▶ [WRITTEN PROBLEM A] Rewrite the passage on serverless computing, starting at "You’ll be struck" and ending at "doing so worthwhile.", renaming "Lambda Service" to "Function Service".
▶ [WRITTEN PROBLEM B]
Answer these questions on the passage about serverless computing:
(i) What did the team choose as the compute for its smaller microservices?
(ii) What does API Gateway apply to requests before forwarding the valid ones?
(iii) Which two issues are named as things to be ready for at the bare-metal end?
▶ [WRITTEN PROBLEM C] Pick up the essay on serverless computing after its final sentence and write what comes next.

When I first heard of Serverless I thought it was a dumb idea. The implication that the servers had been magic-ed away angered me on a deep level. I was worried we had hit peak snake-oil.

On the one end you have bare metal. At this end of the spectrum, you have the greatest degree of flexibility, but also the greatest degree of operational responsibility. You can install and run exactly the version of Perl and insecure OpenSSL that your legacy HR depends on. But equally so you need to worry about operating and maintaining every aspect from the box up. When things like Spectre and Meltdown surface you’d better be ready to respond. This end of the spectrum is the right place to be if you believe your team/company can differentiate on operations. It’s unlikely you can Ops better than someone working for AWS in the general case, but you do know your particular software better than they do. If you can leverage that knowledge to drive costs down or availability up then this is a great place to be.

There is not a one-size-fits-all solution: it’s a spectrum of tradeoffs. You need to be aware of the tradeoffs at each point and choose a solution that fits your context. My team recently identified a number of discrete areas of a service that made sense to break out into their own smaller microservices. Though important, they were each fairly “boring” from an operational standpoint, so we chose AWS Lambda as the compute. We’ve been operating these now in production for a few months and I wanted to share what I’ve learnt through practice.

So what does this architecture look like? Running in AWS, your serverless application will be one Lambda (your code) fronted by one API Gateway (your interface). That’s it. Customers will make HTTP requests to your API Gateway. API Gateway will then apply the validation, throttling, and security that you’ve configured it to do. Valid requests will be forwarded to Lambda. At this point, your code will look very much like traditional service code: you’ll receive a request, which is a deserialisation of the HTTP request, you’ll do some work (maybe reading or writing to DynamoDB) and then you’ll return a response to be serialised back to HTTP.

You’ll be struck by how simple an API Gateway-fronted Lambda (let’s call it a Lambda Service) looks. The simplicity comes from the things that, at least you, do not have to worry about. You don’t manage a load balancer, or its TLS certificate, or a network, or an IP, or the monitoring of your hosts, or many other things. Somebody does, of course, but they are specialists in doing it. They will automate and build quality into all of those operations because their economies of scale will make doing so worthwhile.

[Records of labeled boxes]

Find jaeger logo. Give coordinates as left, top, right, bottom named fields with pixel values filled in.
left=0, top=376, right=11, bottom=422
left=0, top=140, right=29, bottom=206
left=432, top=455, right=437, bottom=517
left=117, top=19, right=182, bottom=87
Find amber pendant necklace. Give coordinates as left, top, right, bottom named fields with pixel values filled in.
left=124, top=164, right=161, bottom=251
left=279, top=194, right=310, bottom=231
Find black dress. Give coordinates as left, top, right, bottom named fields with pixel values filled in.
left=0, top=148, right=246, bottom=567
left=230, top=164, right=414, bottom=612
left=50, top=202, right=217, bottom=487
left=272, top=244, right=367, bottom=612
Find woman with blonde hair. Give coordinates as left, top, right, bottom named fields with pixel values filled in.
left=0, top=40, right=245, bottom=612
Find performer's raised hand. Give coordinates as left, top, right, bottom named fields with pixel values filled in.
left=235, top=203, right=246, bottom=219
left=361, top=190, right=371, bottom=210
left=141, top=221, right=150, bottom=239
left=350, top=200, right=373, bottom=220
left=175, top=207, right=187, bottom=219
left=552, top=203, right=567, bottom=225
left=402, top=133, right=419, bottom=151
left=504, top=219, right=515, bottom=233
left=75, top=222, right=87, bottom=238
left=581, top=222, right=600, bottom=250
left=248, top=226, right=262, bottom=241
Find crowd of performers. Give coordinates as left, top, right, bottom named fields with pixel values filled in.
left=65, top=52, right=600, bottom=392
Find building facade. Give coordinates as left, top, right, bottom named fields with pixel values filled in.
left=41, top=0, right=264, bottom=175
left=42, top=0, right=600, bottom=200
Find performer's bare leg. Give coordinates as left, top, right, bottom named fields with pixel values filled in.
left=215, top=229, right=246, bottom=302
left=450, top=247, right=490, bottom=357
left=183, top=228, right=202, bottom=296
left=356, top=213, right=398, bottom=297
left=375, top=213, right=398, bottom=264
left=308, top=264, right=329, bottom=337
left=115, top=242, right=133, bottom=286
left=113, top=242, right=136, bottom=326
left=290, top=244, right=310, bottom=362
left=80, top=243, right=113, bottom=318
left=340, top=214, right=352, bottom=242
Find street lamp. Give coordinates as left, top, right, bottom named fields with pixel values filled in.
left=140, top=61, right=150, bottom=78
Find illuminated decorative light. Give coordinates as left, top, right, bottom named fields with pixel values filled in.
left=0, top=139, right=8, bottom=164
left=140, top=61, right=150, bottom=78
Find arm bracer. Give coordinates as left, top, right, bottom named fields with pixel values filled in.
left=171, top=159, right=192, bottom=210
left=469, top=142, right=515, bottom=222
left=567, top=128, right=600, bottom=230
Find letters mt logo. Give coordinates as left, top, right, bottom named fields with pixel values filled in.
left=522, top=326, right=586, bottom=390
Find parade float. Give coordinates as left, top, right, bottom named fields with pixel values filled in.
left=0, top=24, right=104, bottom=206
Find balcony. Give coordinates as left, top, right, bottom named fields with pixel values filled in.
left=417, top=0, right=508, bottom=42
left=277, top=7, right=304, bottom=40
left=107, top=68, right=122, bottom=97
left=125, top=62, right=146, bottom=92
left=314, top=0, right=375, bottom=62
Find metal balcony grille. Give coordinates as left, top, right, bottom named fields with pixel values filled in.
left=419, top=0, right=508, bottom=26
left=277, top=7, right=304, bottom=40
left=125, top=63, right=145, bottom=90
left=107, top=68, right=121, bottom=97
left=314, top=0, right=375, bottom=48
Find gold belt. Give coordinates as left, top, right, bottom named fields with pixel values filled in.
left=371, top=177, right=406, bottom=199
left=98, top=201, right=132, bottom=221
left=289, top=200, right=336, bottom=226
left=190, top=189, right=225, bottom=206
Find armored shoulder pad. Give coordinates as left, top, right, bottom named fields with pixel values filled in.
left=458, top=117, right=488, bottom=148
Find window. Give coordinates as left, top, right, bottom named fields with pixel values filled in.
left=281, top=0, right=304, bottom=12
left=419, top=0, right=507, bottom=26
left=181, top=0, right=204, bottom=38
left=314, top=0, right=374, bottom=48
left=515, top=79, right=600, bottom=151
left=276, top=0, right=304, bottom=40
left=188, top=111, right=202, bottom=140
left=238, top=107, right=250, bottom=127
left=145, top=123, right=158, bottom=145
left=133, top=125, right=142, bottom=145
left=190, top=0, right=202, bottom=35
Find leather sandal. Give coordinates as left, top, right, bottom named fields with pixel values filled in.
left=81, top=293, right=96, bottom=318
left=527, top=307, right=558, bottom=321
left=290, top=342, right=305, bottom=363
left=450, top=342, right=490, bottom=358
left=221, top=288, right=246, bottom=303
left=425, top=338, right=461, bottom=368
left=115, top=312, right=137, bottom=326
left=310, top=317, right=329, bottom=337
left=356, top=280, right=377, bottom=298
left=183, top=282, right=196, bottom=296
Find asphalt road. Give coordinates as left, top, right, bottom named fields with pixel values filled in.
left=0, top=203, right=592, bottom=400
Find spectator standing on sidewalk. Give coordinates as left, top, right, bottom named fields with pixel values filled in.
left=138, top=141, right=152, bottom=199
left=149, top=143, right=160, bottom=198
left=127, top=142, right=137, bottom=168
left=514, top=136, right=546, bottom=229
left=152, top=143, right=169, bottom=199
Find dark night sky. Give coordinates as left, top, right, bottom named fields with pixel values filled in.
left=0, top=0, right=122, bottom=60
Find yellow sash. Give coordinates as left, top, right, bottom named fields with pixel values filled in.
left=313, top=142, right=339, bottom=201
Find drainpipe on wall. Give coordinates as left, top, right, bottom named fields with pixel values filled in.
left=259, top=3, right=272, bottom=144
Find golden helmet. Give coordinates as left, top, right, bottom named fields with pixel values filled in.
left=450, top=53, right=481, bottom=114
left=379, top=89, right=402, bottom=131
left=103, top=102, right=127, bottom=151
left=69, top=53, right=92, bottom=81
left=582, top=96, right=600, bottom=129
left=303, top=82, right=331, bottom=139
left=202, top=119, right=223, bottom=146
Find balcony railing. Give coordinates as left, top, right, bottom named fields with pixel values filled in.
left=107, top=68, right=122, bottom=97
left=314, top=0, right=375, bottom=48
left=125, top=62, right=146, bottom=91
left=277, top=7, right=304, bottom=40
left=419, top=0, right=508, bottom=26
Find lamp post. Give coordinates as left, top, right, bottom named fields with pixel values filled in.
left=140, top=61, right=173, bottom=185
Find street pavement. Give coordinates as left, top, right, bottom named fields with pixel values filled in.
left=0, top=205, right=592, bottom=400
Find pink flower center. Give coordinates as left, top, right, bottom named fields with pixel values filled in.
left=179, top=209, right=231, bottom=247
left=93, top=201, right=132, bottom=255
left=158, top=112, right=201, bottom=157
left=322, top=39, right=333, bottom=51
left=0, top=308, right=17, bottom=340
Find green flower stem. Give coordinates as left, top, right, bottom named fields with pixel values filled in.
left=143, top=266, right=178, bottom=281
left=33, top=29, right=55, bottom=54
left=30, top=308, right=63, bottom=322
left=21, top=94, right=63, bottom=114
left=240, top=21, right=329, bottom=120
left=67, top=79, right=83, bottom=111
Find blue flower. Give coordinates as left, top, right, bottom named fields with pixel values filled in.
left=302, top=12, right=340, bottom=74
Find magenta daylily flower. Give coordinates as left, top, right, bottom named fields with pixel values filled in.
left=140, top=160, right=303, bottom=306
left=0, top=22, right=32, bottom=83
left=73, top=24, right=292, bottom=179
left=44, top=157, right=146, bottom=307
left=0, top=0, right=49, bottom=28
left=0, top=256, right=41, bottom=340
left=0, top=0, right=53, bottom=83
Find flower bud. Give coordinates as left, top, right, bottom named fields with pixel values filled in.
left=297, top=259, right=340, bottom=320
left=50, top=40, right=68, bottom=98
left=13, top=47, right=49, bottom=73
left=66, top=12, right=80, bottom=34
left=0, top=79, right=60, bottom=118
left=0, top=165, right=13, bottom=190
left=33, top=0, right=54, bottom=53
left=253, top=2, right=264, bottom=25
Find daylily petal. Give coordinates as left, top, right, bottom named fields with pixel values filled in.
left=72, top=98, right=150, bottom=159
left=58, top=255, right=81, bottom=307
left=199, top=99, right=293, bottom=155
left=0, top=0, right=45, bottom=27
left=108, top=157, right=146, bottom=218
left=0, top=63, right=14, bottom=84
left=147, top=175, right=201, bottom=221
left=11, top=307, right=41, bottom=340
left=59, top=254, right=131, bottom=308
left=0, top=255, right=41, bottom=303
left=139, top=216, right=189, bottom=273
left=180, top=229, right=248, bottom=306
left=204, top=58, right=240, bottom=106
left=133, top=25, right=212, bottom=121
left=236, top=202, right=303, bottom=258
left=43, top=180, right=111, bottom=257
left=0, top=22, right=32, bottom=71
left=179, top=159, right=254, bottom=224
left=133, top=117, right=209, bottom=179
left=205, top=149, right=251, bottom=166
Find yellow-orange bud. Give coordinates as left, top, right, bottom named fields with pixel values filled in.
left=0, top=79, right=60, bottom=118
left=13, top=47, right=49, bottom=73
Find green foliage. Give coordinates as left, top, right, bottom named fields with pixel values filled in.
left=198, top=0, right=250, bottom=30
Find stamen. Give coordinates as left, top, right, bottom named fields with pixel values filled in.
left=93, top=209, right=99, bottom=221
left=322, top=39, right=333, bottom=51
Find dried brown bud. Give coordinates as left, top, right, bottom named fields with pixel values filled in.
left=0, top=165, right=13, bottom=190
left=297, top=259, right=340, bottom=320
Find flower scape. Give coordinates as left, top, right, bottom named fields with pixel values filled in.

▶ [TASK RESULT A]
You’ll be struck by how simple an API Gateway-fronted Lambda (let’s call it a Function Service) looks. The simplicity comes from the things that, at least you, do not have to worry about. You don’t manage a load balancer, or its TLS certificate, or a network, or an IP, or the monitoring of your hosts, or many other things. Somebody does, of course, but they are specialists in doing it. They will automate and build quality into all of those operations because their economies of scale will make doing so worthwhile.

▶ [TASK RESULT B]
(i) AWS Lambda
(ii) The validation, throttling, and security it has been configured to do
(iii) Spectre and Meltdown

▶ [TASK RESULT C]
Equally so, by keeping the choice limited and the interface simple, reliability goes up. Fewer moving parts makes the system (both the one you see and the one you don’t) easier to reason about, which makes availability easier to reason about. A Lambda Service is the Model-T Ford of services.

Cloudwatch and X-Ray continue to improve, and to date they’ve been enough for us, but I do wonder (perhaps in a system where 80% of your code is in Lambda Services) where their boundaries will lie.

It will take time to build up your intuition around how much to put into each Lambda Service. There are no Laws to follow when deciding this, and not a lot of best-practice to be found. Here’s my contribution:

The tradeoff you are making is around speed and impact of change versus coherency. If you have a lot of smaller Lambda Services then each one will be easier to update, and if you make a mistake the blast radius should be smaller. Equally so, more services (Lambda or not) means more complexity at the system level. Engineers will need to spend more time thinking about where the bug could be, or where their new feature should go, or exactly which features will be up or down in the case of an outage.

Given the dearth of best practices in this space, I decided to start with a heuristic to help me decide how large each Lambda Service should be. The heuristic was that each single controller (in the MVC-definition of the word) would become its own Lambda service. A service often only has multiple controllers and data types because the perceived cost of spinning up and operating a new service outweighs the perceived benefit of keeping components discrete. Serverless is a good opportunity to change that perception since its tradeoffs are different.

Reflecting back, I think this heuristic worked out fairly well. It doesn’t handle situations where a particular field on a table (perhaps a tracking ID) only makes sense in the context of the original service, and not in the isolation of the new Lambda service. Next time I’ll take more time up-front to think about where best to store the data that ties services together. Another architectural pattern might be needed here to handle this case.

Since Lambda is scaled elastically, you will experience a “cold-start” when the number of concurrent requests exceeds the number of available instances. This cold-start takes time as a new instance is provisioned. There’s a lot of magic under the hood that makes this very fast, but in the worst case it can take multiple seconds before its done.

Mine, and most people’s, intuition around Lambda cold-starts is bad. At first it seems like a deal-breaker: you can’t leave your customers waiting multiple seconds for an operation to complete that should return in milliseconds. The reality, though, is entirely different and the effects of cold-starts much more subtle.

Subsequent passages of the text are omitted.